-- Page text follows --

The pub opened in 1784 and was probably named after one of the first British balloon flights: the launching of a small hydrogen balloon by Edward Jenner on 2 September of that year, which flew from Berkeley Castle to Kingscote and then on to a field near Birdlip. This was the year after the pioneering flights of the Montgolfier brothers' hot air balloon and Jacques Charles's hydrogen balloon in Paris. It was known as the Balloon by 1796 and renamed the Air Balloon in 1802. By 1856, the landlord was brewing beer on-site. The premises were part of the Cowley Manor estate until some time early in the 20th century. The pub was bought by Greene King in 2004. In 2020 the menu included burgers, steaks, vegetarian food, "pub classics" and a lunchtime carvery.

==Closure==
The pub was under threat of demolition as it sat alongside a short section of single-carriageway road which is otherwise a high-quality route between the M4 and M5 motorways. Although the junction has been said to be a notorious accident blackspot, from 1999 to 2014 there were an estimated 340 casualties along the whole section of road, which National Highways said was below average for the type of road.

In March 2019, Highways England proposed improvements that would include demolition of the pub, stating that the local geography and steep hills made it otherwise impossible to build a high-quality road meeting modern safety standards. The road could not be routed elsewhere as it would cut through Barrow Wake, which is a Site of Special Scientific Interest. Highways England stated that it would consult landowners and assess the social impact of the pub's demolition in a further design stage. As of June 2021, the pub was open, but was expected to be demolished. The landlord subsequently announced in December 2022 that the pub would close on New Year's Eve, and then it would be demolished.

Actor John Challis' widow said the couple used to visit the pub regularly, and she was sad to see it close. A spokesperson for Highways England expressed surprise at the pub's closure, saying it could have stayed open longer. There were additional concerns that a now-closed prominent landmark could become a magnet for vandalism. The premises were demolished in December 2023 as part of the construction work.

-- Page text concluded --

Requirement A:
In the text about the Air Balloon pub, reproduce the passage starting with "In March 2019, Highways" and going on through "would be demolished.", replacing "Highways England" with "National Highways".
Requirement B:
According to the text about the Air Balloon pub, why could the road not be routed elsewhere? Answer in one to three sentences.
Requirement C:
Decide whether each statement agrees with the text about the Air Balloon pub. Answer yes or no for each, and quote the deciding words of the text exactly.
(i) Greene King bought the pub in 2004.
(ii) The pub was renamed the Air Balloon in 1796.
(iii) The premises were demolished in December 2023.

-- Raw data follows --

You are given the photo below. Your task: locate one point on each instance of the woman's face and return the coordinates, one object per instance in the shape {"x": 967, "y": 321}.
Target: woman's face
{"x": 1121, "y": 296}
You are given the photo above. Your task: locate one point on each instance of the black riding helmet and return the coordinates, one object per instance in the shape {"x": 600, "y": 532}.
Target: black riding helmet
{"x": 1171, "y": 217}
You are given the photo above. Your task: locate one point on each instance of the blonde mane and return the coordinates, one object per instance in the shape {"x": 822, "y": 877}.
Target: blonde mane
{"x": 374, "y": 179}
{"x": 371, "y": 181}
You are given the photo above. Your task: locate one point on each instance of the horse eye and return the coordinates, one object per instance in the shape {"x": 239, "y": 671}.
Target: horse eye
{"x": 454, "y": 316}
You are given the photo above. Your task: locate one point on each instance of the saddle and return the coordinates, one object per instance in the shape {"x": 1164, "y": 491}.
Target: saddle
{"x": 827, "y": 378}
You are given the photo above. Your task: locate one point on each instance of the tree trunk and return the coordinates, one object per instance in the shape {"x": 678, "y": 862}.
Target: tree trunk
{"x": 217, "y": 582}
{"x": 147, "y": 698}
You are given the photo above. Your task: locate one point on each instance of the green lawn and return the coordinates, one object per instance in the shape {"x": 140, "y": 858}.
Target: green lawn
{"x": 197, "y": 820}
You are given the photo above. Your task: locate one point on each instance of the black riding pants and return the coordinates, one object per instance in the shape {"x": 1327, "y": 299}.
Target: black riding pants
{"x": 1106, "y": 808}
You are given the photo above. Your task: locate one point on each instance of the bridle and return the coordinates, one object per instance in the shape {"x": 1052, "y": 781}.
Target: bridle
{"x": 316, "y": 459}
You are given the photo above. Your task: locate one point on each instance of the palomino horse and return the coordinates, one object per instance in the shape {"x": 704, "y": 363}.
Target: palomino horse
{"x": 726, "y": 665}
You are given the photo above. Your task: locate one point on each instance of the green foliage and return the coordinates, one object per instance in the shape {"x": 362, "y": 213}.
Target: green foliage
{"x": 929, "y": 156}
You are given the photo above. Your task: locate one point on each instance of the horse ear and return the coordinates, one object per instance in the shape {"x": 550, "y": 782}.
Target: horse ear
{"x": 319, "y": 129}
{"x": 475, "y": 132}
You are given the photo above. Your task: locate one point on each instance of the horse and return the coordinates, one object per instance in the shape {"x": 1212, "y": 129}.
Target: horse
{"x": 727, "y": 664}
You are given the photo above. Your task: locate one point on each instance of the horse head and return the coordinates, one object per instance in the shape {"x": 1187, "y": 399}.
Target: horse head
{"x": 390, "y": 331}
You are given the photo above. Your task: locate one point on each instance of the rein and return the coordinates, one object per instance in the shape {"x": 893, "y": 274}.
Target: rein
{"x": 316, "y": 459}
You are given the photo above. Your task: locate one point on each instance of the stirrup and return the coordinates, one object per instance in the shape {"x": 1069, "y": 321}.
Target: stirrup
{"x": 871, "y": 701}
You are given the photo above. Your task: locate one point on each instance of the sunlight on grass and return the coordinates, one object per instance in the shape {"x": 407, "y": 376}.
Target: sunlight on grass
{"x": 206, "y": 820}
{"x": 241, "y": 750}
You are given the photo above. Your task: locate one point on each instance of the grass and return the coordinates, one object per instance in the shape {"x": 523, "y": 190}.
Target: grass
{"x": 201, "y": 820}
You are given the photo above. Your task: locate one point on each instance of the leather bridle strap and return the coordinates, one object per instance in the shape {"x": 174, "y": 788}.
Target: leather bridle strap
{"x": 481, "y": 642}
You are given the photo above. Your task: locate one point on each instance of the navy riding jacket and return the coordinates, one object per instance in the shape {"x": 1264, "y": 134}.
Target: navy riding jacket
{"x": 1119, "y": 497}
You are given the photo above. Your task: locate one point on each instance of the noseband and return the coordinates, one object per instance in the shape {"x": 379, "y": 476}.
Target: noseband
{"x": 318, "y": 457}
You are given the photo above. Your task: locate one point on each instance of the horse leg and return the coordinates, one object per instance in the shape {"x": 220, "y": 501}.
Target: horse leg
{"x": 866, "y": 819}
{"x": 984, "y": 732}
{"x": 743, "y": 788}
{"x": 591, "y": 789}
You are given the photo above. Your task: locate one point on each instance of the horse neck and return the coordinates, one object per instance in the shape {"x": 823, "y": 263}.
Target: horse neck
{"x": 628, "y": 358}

-- Raw data concluded --

Output A:
In March 2019, National Highways proposed improvements that would include demolition of the pub, stating that the local geography and steep hills made it otherwise impossible to build a high-quality road meeting modern safety standards. The road could not be routed elsewhere as it would cut through Barrow Wake, which is a Site of Special Scientific Interest. National Highways stated that it would consult landowners and assess the social impact of the pub's demolition in a further design stage. As of June 2021, the pub was open, but was expected to be demolished. The landlord subsequently announced in December 2022 that the pub would close on New Year's Eve, and then it would be demolished.

Output B:
The road could not be routed elsewhere because it would cut through Barrow Wake, which is a Site of Special Scientific Interest.

Output C:
(i) Yes: "The pub was bought by Greene King in 2004."
(ii) No: "It was known as the Balloon by 1796 and renamed the Air Balloon in 1802."
(iii) Yes: "The premises were demolished in December 2023 as part of the construction work."